■ TASK DIRECTIONS ■
Return the material word for word. Do not include pictures.

## Begin GIVEN INFORMATION

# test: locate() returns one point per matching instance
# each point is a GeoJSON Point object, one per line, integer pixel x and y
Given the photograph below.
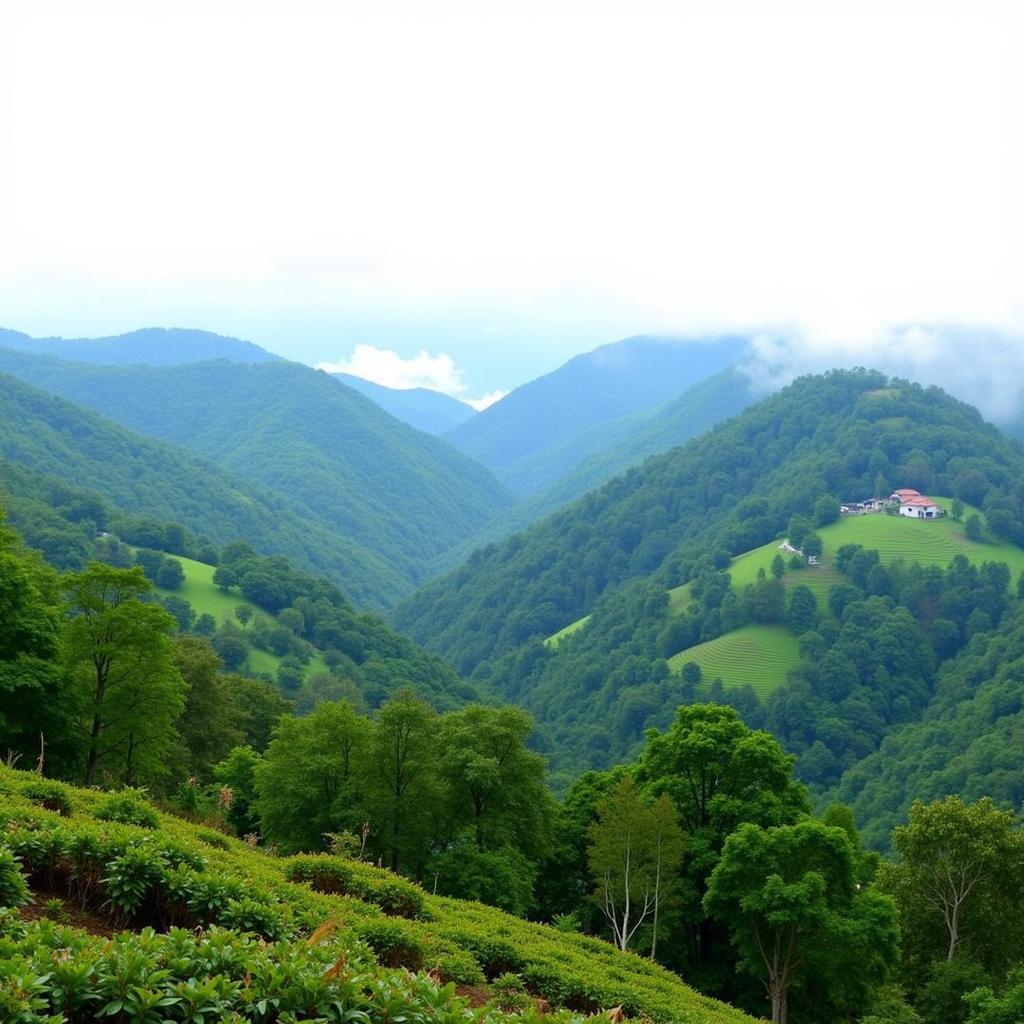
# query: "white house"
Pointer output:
{"type": "Point", "coordinates": [919, 507]}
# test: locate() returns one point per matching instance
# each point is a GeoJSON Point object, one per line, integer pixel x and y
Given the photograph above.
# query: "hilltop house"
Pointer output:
{"type": "Point", "coordinates": [915, 505]}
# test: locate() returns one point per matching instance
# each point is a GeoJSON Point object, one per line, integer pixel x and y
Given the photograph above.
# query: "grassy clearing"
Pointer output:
{"type": "Point", "coordinates": [760, 655]}
{"type": "Point", "coordinates": [206, 598]}
{"type": "Point", "coordinates": [557, 638]}
{"type": "Point", "coordinates": [934, 542]}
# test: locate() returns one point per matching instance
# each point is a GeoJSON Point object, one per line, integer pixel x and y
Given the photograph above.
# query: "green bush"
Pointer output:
{"type": "Point", "coordinates": [50, 796]}
{"type": "Point", "coordinates": [13, 888]}
{"type": "Point", "coordinates": [129, 808]}
{"type": "Point", "coordinates": [337, 876]}
{"type": "Point", "coordinates": [392, 943]}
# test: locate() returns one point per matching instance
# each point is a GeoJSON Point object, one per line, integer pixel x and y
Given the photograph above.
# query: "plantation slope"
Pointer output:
{"type": "Point", "coordinates": [760, 655]}
{"type": "Point", "coordinates": [187, 878]}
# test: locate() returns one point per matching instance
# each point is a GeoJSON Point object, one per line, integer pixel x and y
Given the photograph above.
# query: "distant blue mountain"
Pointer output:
{"type": "Point", "coordinates": [419, 407]}
{"type": "Point", "coordinates": [542, 430]}
{"type": "Point", "coordinates": [154, 346]}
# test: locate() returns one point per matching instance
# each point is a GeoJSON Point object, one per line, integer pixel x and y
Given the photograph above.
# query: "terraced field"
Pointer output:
{"type": "Point", "coordinates": [928, 542]}
{"type": "Point", "coordinates": [760, 655]}
{"type": "Point", "coordinates": [556, 638]}
{"type": "Point", "coordinates": [201, 592]}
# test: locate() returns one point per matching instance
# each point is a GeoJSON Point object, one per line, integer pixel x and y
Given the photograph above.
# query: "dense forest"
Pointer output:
{"type": "Point", "coordinates": [401, 496]}
{"type": "Point", "coordinates": [701, 853]}
{"type": "Point", "coordinates": [543, 429]}
{"type": "Point", "coordinates": [776, 851]}
{"type": "Point", "coordinates": [48, 444]}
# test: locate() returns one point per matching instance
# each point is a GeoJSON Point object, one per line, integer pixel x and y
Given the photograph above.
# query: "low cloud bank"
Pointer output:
{"type": "Point", "coordinates": [980, 367]}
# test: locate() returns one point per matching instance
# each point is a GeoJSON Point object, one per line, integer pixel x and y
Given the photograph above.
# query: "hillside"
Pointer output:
{"type": "Point", "coordinates": [419, 407]}
{"type": "Point", "coordinates": [616, 554]}
{"type": "Point", "coordinates": [348, 936]}
{"type": "Point", "coordinates": [615, 446]}
{"type": "Point", "coordinates": [762, 655]}
{"type": "Point", "coordinates": [155, 346]}
{"type": "Point", "coordinates": [54, 442]}
{"type": "Point", "coordinates": [404, 496]}
{"type": "Point", "coordinates": [968, 742]}
{"type": "Point", "coordinates": [541, 430]}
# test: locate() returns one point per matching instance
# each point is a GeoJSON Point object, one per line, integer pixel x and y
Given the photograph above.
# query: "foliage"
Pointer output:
{"type": "Point", "coordinates": [118, 652]}
{"type": "Point", "coordinates": [957, 884]}
{"type": "Point", "coordinates": [128, 807]}
{"type": "Point", "coordinates": [199, 896]}
{"type": "Point", "coordinates": [788, 894]}
{"type": "Point", "coordinates": [13, 889]}
{"type": "Point", "coordinates": [388, 499]}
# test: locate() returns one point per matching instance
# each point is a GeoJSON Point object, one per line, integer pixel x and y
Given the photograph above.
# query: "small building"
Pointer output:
{"type": "Point", "coordinates": [920, 507]}
{"type": "Point", "coordinates": [903, 494]}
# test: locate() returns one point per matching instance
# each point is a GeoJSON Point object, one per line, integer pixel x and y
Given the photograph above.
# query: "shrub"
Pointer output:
{"type": "Point", "coordinates": [335, 876]}
{"type": "Point", "coordinates": [50, 796]}
{"type": "Point", "coordinates": [129, 808]}
{"type": "Point", "coordinates": [13, 888]}
{"type": "Point", "coordinates": [392, 943]}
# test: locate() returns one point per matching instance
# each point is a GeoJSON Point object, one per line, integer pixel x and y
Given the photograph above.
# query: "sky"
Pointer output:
{"type": "Point", "coordinates": [466, 195]}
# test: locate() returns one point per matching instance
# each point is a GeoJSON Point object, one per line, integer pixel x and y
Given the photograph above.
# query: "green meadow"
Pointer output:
{"type": "Point", "coordinates": [207, 598]}
{"type": "Point", "coordinates": [760, 655]}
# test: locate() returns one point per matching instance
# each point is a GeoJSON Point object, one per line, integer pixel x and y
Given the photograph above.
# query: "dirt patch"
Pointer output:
{"type": "Point", "coordinates": [71, 914]}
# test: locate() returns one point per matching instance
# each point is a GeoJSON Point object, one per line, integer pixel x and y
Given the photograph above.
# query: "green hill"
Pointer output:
{"type": "Point", "coordinates": [397, 493]}
{"type": "Point", "coordinates": [543, 429]}
{"type": "Point", "coordinates": [626, 558]}
{"type": "Point", "coordinates": [315, 937]}
{"type": "Point", "coordinates": [419, 407]}
{"type": "Point", "coordinates": [755, 655]}
{"type": "Point", "coordinates": [52, 442]}
{"type": "Point", "coordinates": [605, 450]}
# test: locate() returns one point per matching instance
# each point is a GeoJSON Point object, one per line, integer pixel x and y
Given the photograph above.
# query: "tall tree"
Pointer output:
{"type": "Point", "coordinates": [32, 701]}
{"type": "Point", "coordinates": [308, 783]}
{"type": "Point", "coordinates": [719, 773]}
{"type": "Point", "coordinates": [958, 883]}
{"type": "Point", "coordinates": [402, 778]}
{"type": "Point", "coordinates": [212, 722]}
{"type": "Point", "coordinates": [118, 652]}
{"type": "Point", "coordinates": [790, 897]}
{"type": "Point", "coordinates": [635, 848]}
{"type": "Point", "coordinates": [494, 783]}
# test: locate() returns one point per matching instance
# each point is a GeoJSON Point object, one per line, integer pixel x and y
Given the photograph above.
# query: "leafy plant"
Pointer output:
{"type": "Point", "coordinates": [13, 888]}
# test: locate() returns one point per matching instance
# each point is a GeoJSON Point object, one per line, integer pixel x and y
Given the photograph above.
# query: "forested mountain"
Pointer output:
{"type": "Point", "coordinates": [968, 742]}
{"type": "Point", "coordinates": [641, 434]}
{"type": "Point", "coordinates": [614, 554]}
{"type": "Point", "coordinates": [54, 444]}
{"type": "Point", "coordinates": [539, 432]}
{"type": "Point", "coordinates": [155, 346]}
{"type": "Point", "coordinates": [419, 407]}
{"type": "Point", "coordinates": [396, 492]}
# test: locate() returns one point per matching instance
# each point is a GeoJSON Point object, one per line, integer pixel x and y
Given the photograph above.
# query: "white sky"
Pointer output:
{"type": "Point", "coordinates": [509, 183]}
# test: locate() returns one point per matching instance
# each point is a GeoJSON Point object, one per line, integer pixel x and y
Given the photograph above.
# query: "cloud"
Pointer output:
{"type": "Point", "coordinates": [488, 399]}
{"type": "Point", "coordinates": [983, 368]}
{"type": "Point", "coordinates": [382, 366]}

## End GIVEN INFORMATION

■ SOLUTION FOR THIS PROBLEM ■
# test: locate() returns one point per matching instance
# each point is a GeoJSON Point object, one per line, integer pixel x and y
Given the photograph below.
# query: "white house"
Pointer output:
{"type": "Point", "coordinates": [919, 507]}
# test: locate() returns one point per matching instance
# each point is a GeoJSON Point object, one per line, integer pixel x and y
Given the photograph above.
# query: "hilltop house"
Pointer output:
{"type": "Point", "coordinates": [915, 505]}
# test: locate() returns one point per matching instance
# each point is a GeoJSON Point object, one per line, integer pixel x and y
Given the photograph above.
# query: "grassy clearing"
Pointer output:
{"type": "Point", "coordinates": [760, 655]}
{"type": "Point", "coordinates": [206, 598]}
{"type": "Point", "coordinates": [557, 638]}
{"type": "Point", "coordinates": [934, 542]}
# test: locate() returns one point per matching instance
# each point is a GeoJSON Point object, one per line, integer pixel x and y
Given the photograph above.
# query: "green bush"
Pointer output:
{"type": "Point", "coordinates": [50, 796]}
{"type": "Point", "coordinates": [13, 888]}
{"type": "Point", "coordinates": [129, 808]}
{"type": "Point", "coordinates": [337, 876]}
{"type": "Point", "coordinates": [392, 943]}
# test: locate() returns one point per matching instance
# each point is a GeoJSON Point object, one per line, integer pixel x and y
Given the photograph above.
# query: "plantation slope"
Pointer output:
{"type": "Point", "coordinates": [760, 655]}
{"type": "Point", "coordinates": [187, 878]}
# test: locate() returns one point per matching instance
# each point is a GeoJSON Point object, one per line, integer pixel x and y
Given the photograph above.
# query: "distant blue mountain"
Pointer output:
{"type": "Point", "coordinates": [419, 407]}
{"type": "Point", "coordinates": [542, 430]}
{"type": "Point", "coordinates": [154, 346]}
# test: locate() returns one point per matching instance
# each point is a GeoJSON Point object, one per line, integer pixel x and y
Given the photograph above.
# query: "terraced field"
Pointer output:
{"type": "Point", "coordinates": [928, 542]}
{"type": "Point", "coordinates": [760, 655]}
{"type": "Point", "coordinates": [556, 638]}
{"type": "Point", "coordinates": [201, 592]}
# test: locate() returns one point per matching instance
# each point is a GeoJSON Point object, one per line, integer pixel x and y
Given the photograph above.
# query: "dense forest"
Pointer output:
{"type": "Point", "coordinates": [401, 496]}
{"type": "Point", "coordinates": [701, 853]}
{"type": "Point", "coordinates": [543, 429]}
{"type": "Point", "coordinates": [776, 851]}
{"type": "Point", "coordinates": [48, 444]}
# test: locate() returns one point per matching instance
# each point is a GeoJSON Point object, one per line, integer pixel x and y
Given the photograph above.
# query: "low cloud bank"
Pointer output:
{"type": "Point", "coordinates": [980, 367]}
# test: locate() returns one point per matching instance
# each point is a GeoJSON Point object, one per line, integer pixel x and y
Given the photograph above.
# query: "hillside"
Pointer output:
{"type": "Point", "coordinates": [419, 407]}
{"type": "Point", "coordinates": [616, 554]}
{"type": "Point", "coordinates": [348, 936]}
{"type": "Point", "coordinates": [615, 446]}
{"type": "Point", "coordinates": [762, 655]}
{"type": "Point", "coordinates": [155, 346]}
{"type": "Point", "coordinates": [54, 442]}
{"type": "Point", "coordinates": [404, 496]}
{"type": "Point", "coordinates": [968, 742]}
{"type": "Point", "coordinates": [541, 430]}
# test: locate() returns one point per matching instance
# each point is a GeoJSON Point object, one per line, integer pixel x and y
Given the photograph above.
# query: "foliage"
Pointer output:
{"type": "Point", "coordinates": [118, 652]}
{"type": "Point", "coordinates": [957, 884]}
{"type": "Point", "coordinates": [128, 807]}
{"type": "Point", "coordinates": [199, 896]}
{"type": "Point", "coordinates": [788, 894]}
{"type": "Point", "coordinates": [13, 889]}
{"type": "Point", "coordinates": [388, 499]}
# test: locate() returns one point per matching instance
# each point is a GeoJSON Point object, one per line, integer pixel x and y
Given the photograph above.
# query: "small building"
Pointer output:
{"type": "Point", "coordinates": [920, 507]}
{"type": "Point", "coordinates": [903, 494]}
# test: locate() returns one point per matching instance
# each point is a GeoJSON Point object, one per line, integer pixel x and y
Given the photograph above.
# query: "shrub"
Pointer output:
{"type": "Point", "coordinates": [335, 876]}
{"type": "Point", "coordinates": [50, 796]}
{"type": "Point", "coordinates": [129, 808]}
{"type": "Point", "coordinates": [13, 888]}
{"type": "Point", "coordinates": [392, 943]}
# test: locate() returns one point per matching instance
# each point is a GeoJSON Point object, one per line, integer pixel x and y
Given the photograph above.
# query: "sky"
Pointer output:
{"type": "Point", "coordinates": [466, 195]}
# test: locate() returns one point per matching instance
# each point is a GeoJSON Point object, one per line, integer pixel x and y
Given the photograph above.
# query: "green meadow"
Pointer output:
{"type": "Point", "coordinates": [207, 598]}
{"type": "Point", "coordinates": [760, 655]}
# test: locate() returns one point per matching instance
# each point is a GeoJSON Point object, one per line, integer pixel x and y
Given the photograph above.
# query: "dirt patch"
Pointer output:
{"type": "Point", "coordinates": [71, 914]}
# test: locate() returns one point per matching instance
# each point is a GeoJSON Point object, one per line, integer pixel x and y
Given the photograph above.
# query: "green hill"
Pointer output:
{"type": "Point", "coordinates": [397, 493]}
{"type": "Point", "coordinates": [543, 429]}
{"type": "Point", "coordinates": [626, 558]}
{"type": "Point", "coordinates": [315, 937]}
{"type": "Point", "coordinates": [419, 407]}
{"type": "Point", "coordinates": [755, 655]}
{"type": "Point", "coordinates": [52, 442]}
{"type": "Point", "coordinates": [605, 450]}
# test: locate() returns one point per matching instance
# each point is a GeoJSON Point object, one per line, integer pixel x and y
Given the photograph above.
# query: "tall tree"
Pointer output:
{"type": "Point", "coordinates": [32, 701]}
{"type": "Point", "coordinates": [308, 783]}
{"type": "Point", "coordinates": [719, 773]}
{"type": "Point", "coordinates": [958, 883]}
{"type": "Point", "coordinates": [402, 778]}
{"type": "Point", "coordinates": [212, 722]}
{"type": "Point", "coordinates": [118, 652]}
{"type": "Point", "coordinates": [790, 897]}
{"type": "Point", "coordinates": [635, 848]}
{"type": "Point", "coordinates": [494, 783]}
# test: locate() returns one point per matching instance
# each point is a GeoJSON Point object, one per line, integer pixel x and y
Given the photograph above.
# query: "leafy plant"
Pointer output:
{"type": "Point", "coordinates": [13, 888]}
# test: locate() returns one point per matching instance
# each point is a GeoJSON Point object, one per line, integer pixel x and y
Given the photograph above.
# query: "forested mountain"
Pointer output:
{"type": "Point", "coordinates": [968, 742]}
{"type": "Point", "coordinates": [641, 434]}
{"type": "Point", "coordinates": [614, 554]}
{"type": "Point", "coordinates": [54, 444]}
{"type": "Point", "coordinates": [539, 432]}
{"type": "Point", "coordinates": [155, 346]}
{"type": "Point", "coordinates": [419, 407]}
{"type": "Point", "coordinates": [396, 492]}
# test: locate() returns one point per matching instance
# each point is a GeoJSON Point object, one per line, integer pixel x and y
Given the photograph above.
# query: "white sky"
Pointer output:
{"type": "Point", "coordinates": [509, 183]}
# test: locate() returns one point per matching instance
# each point is a GeoJSON Point object, one per line, integer pixel x and y
Given the photograph above.
# query: "cloud"
Pointer output:
{"type": "Point", "coordinates": [488, 399]}
{"type": "Point", "coordinates": [983, 368]}
{"type": "Point", "coordinates": [382, 366]}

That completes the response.